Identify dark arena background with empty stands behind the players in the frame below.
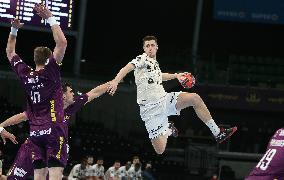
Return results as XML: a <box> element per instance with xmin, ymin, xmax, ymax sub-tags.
<box><xmin>0</xmin><ymin>0</ymin><xmax>284</xmax><ymax>180</ymax></box>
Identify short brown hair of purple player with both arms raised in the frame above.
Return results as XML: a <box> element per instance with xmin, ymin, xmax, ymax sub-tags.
<box><xmin>34</xmin><ymin>46</ymin><xmax>52</xmax><ymax>66</ymax></box>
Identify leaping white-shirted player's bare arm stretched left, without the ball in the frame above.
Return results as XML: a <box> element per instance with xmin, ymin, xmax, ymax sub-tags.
<box><xmin>108</xmin><ymin>63</ymin><xmax>135</xmax><ymax>95</ymax></box>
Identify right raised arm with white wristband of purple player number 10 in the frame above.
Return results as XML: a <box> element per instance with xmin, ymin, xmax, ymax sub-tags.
<box><xmin>34</xmin><ymin>4</ymin><xmax>67</xmax><ymax>64</ymax></box>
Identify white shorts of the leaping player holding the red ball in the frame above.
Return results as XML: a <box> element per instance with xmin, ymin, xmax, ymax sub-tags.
<box><xmin>140</xmin><ymin>92</ymin><xmax>181</xmax><ymax>139</ymax></box>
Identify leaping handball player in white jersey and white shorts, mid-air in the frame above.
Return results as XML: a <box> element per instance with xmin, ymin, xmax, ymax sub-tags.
<box><xmin>108</xmin><ymin>36</ymin><xmax>237</xmax><ymax>154</ymax></box>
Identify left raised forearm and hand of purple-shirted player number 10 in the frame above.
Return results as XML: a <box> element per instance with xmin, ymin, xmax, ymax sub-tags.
<box><xmin>6</xmin><ymin>19</ymin><xmax>24</xmax><ymax>61</ymax></box>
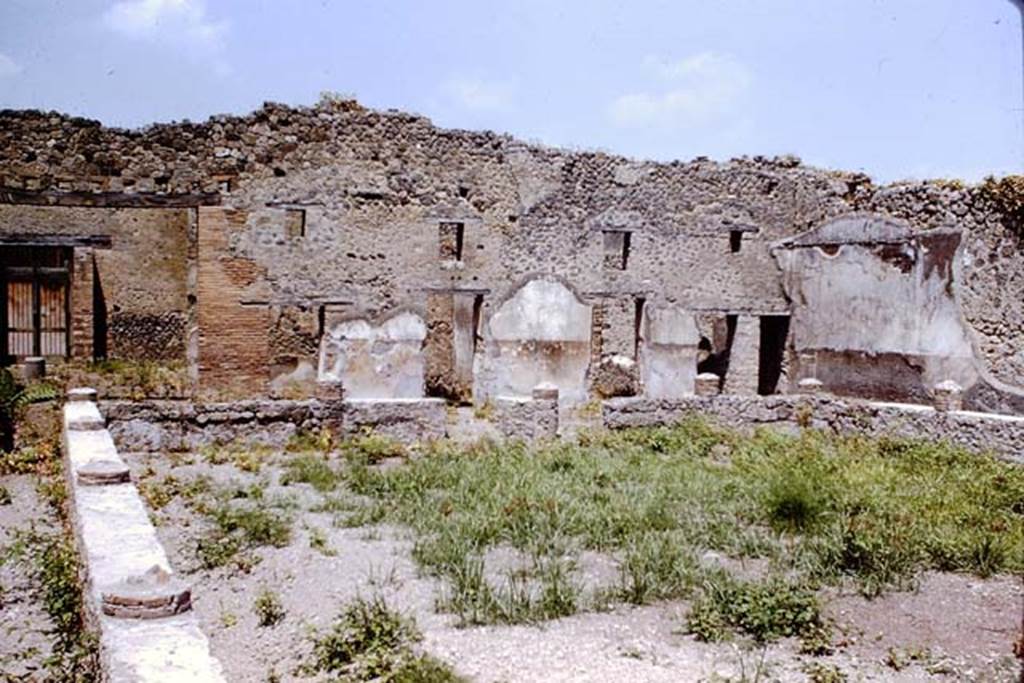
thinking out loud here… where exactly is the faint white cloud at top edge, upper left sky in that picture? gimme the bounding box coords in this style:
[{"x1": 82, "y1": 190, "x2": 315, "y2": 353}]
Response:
[{"x1": 103, "y1": 0, "x2": 229, "y2": 75}]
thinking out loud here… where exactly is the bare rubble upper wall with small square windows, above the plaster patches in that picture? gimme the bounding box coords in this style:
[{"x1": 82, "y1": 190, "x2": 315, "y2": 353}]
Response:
[{"x1": 0, "y1": 101, "x2": 1024, "y2": 397}]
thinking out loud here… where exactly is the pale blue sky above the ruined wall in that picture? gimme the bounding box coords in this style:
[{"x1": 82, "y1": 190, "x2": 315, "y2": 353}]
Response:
[{"x1": 0, "y1": 0, "x2": 1024, "y2": 181}]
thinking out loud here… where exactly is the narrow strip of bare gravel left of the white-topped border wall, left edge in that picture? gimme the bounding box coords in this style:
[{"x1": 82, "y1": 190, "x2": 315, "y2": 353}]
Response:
[{"x1": 0, "y1": 474, "x2": 60, "y2": 681}]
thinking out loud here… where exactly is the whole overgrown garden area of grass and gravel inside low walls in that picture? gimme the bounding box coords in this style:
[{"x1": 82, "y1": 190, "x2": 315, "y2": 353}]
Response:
[{"x1": 123, "y1": 418, "x2": 1024, "y2": 681}]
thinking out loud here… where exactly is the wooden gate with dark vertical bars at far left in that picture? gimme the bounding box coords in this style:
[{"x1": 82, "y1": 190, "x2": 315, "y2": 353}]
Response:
[{"x1": 0, "y1": 246, "x2": 72, "y2": 359}]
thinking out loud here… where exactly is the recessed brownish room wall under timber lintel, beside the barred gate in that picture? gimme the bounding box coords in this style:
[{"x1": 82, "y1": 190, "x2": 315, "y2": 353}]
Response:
[{"x1": 0, "y1": 204, "x2": 188, "y2": 360}]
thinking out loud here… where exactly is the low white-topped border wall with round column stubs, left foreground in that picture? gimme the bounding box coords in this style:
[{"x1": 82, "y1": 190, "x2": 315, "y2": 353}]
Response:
[{"x1": 62, "y1": 390, "x2": 225, "y2": 683}]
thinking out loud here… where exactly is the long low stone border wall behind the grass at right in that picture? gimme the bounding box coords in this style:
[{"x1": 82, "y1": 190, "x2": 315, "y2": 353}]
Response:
[{"x1": 601, "y1": 394, "x2": 1024, "y2": 463}]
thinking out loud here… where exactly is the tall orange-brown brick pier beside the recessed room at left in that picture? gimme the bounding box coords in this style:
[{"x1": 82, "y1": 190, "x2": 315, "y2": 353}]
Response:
[{"x1": 197, "y1": 208, "x2": 270, "y2": 394}]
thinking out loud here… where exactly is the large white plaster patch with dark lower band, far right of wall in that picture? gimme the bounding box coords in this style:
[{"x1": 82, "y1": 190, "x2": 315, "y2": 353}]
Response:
[{"x1": 775, "y1": 215, "x2": 978, "y2": 401}]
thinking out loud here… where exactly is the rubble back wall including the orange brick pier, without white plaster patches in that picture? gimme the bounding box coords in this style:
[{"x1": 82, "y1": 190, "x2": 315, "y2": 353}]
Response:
[{"x1": 0, "y1": 101, "x2": 1024, "y2": 398}]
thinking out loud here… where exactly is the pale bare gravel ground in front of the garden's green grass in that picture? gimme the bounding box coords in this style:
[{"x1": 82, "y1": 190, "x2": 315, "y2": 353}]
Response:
[{"x1": 126, "y1": 454, "x2": 1022, "y2": 683}]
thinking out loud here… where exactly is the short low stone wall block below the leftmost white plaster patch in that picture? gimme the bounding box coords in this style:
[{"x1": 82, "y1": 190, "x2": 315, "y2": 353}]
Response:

----

## What is required
Return the full listing exactly as written, without any of its images.

## The completed task
Identify dark arena background with empty stands behind the players in the frame below.
Return results as XML: a <box> element per instance with xmin, ymin, xmax, ymax sub-tags.
<box><xmin>0</xmin><ymin>0</ymin><xmax>284</xmax><ymax>180</ymax></box>
Identify short brown hair of purple player with both arms raised in the frame above.
Return results as XML: a <box> element per instance with xmin, ymin, xmax, ymax sub-tags.
<box><xmin>34</xmin><ymin>46</ymin><xmax>52</xmax><ymax>66</ymax></box>
Identify leaping white-shirted player's bare arm stretched left, without the ball in the frame above.
Return results as XML: a <box> element per instance with xmin, ymin, xmax, ymax sub-tags.
<box><xmin>108</xmin><ymin>63</ymin><xmax>135</xmax><ymax>95</ymax></box>
Identify right raised arm with white wristband of purple player number 10 in the frame above.
Return results as XML: a <box> element per instance with xmin, ymin, xmax, ymax sub-tags.
<box><xmin>34</xmin><ymin>4</ymin><xmax>67</xmax><ymax>64</ymax></box>
Identify white shorts of the leaping player holding the red ball in the frame above.
Return results as XML: a <box> element per instance with xmin, ymin, xmax, ymax sub-tags.
<box><xmin>140</xmin><ymin>92</ymin><xmax>181</xmax><ymax>139</ymax></box>
Identify leaping handball player in white jersey and white shorts, mid-air in the frame above.
Return results as XML: a <box> element per instance with xmin, ymin, xmax, ymax sub-tags.
<box><xmin>108</xmin><ymin>36</ymin><xmax>237</xmax><ymax>154</ymax></box>
Identify left raised forearm and hand of purple-shirted player number 10 in the frame above.
Return results as XML: a <box> element per instance with xmin, ymin, xmax, ymax sub-tags.
<box><xmin>6</xmin><ymin>19</ymin><xmax>24</xmax><ymax>61</ymax></box>
thinking out loud here… where exactly is the faint white cloud at top edge, upper left sky in that picture? gimme the bounding box coords in this style:
[{"x1": 82, "y1": 190, "x2": 315, "y2": 353}]
Response:
[{"x1": 103, "y1": 0, "x2": 229, "y2": 75}]
thinking out loud here… where exactly is the bare rubble upper wall with small square windows, above the plaster patches in that picture? gimme the bounding box coords in this style:
[{"x1": 82, "y1": 190, "x2": 315, "y2": 353}]
Response:
[{"x1": 0, "y1": 101, "x2": 1024, "y2": 397}]
thinking out loud here… where exactly is the pale blue sky above the ruined wall in that picture? gimme the bounding box coords in this style:
[{"x1": 82, "y1": 190, "x2": 315, "y2": 353}]
Response:
[{"x1": 0, "y1": 0, "x2": 1024, "y2": 181}]
thinking out loud here… where exactly is the narrow strip of bare gravel left of the white-topped border wall, left edge in that picture? gimme the bounding box coords in this style:
[{"x1": 82, "y1": 190, "x2": 315, "y2": 353}]
Response:
[{"x1": 0, "y1": 474, "x2": 60, "y2": 681}]
thinking out loud here… where exactly is the whole overgrown garden area of grass and gravel inside low walls in that picture? gimme the bounding box coords in this style:
[{"x1": 82, "y1": 190, "x2": 315, "y2": 353}]
Response:
[{"x1": 123, "y1": 418, "x2": 1024, "y2": 681}]
thinking out loud here… where exactly is the wooden gate with dark vertical bars at far left in that picture? gimme the bounding box coords in this style:
[{"x1": 82, "y1": 190, "x2": 315, "y2": 353}]
Response:
[{"x1": 0, "y1": 246, "x2": 72, "y2": 359}]
thinking out loud here… where exactly is the recessed brownish room wall under timber lintel, beside the barred gate in that picture? gimme the bounding box coords in this style:
[{"x1": 82, "y1": 190, "x2": 315, "y2": 353}]
Response:
[{"x1": 0, "y1": 204, "x2": 188, "y2": 360}]
thinking out loud here… where exactly is the low white-topped border wall with round column stubs, left foreground in that picture? gimme the bounding box coords in this style:
[{"x1": 82, "y1": 190, "x2": 315, "y2": 353}]
Response:
[{"x1": 62, "y1": 390, "x2": 225, "y2": 683}]
thinking out loud here… where exactly is the long low stone border wall behind the grass at right in that picture? gimme the bounding box coords in this style:
[{"x1": 82, "y1": 190, "x2": 315, "y2": 353}]
Response:
[{"x1": 601, "y1": 394, "x2": 1024, "y2": 463}]
thinking out loud here… where exactly is the tall orange-brown brick pier beside the recessed room at left in that picture? gimme the bounding box coords in this style:
[{"x1": 82, "y1": 190, "x2": 315, "y2": 353}]
Response:
[{"x1": 197, "y1": 208, "x2": 270, "y2": 394}]
thinking out loud here… where exactly is the large white plaster patch with dark lower band, far right of wall in that picture? gimme the bounding box coords in this style:
[{"x1": 82, "y1": 190, "x2": 315, "y2": 353}]
Response:
[{"x1": 775, "y1": 215, "x2": 978, "y2": 401}]
thinking out loud here… where exactly is the rubble back wall including the orange brick pier, without white plaster patches in that picture? gimme the bounding box coords in this style:
[{"x1": 82, "y1": 190, "x2": 315, "y2": 353}]
Response:
[{"x1": 0, "y1": 101, "x2": 1024, "y2": 398}]
thinking out loud here… where exactly is the pale bare gravel ground in front of the garden's green grass in that picture? gimme the bounding box coords in this style:
[{"x1": 82, "y1": 190, "x2": 315, "y2": 353}]
Response:
[{"x1": 126, "y1": 454, "x2": 1022, "y2": 683}]
thinking out loud here… where exactly is the short low stone wall block below the leftmost white plaster patch in that picture? gimme the bounding box coords in this style:
[{"x1": 82, "y1": 190, "x2": 315, "y2": 353}]
Response:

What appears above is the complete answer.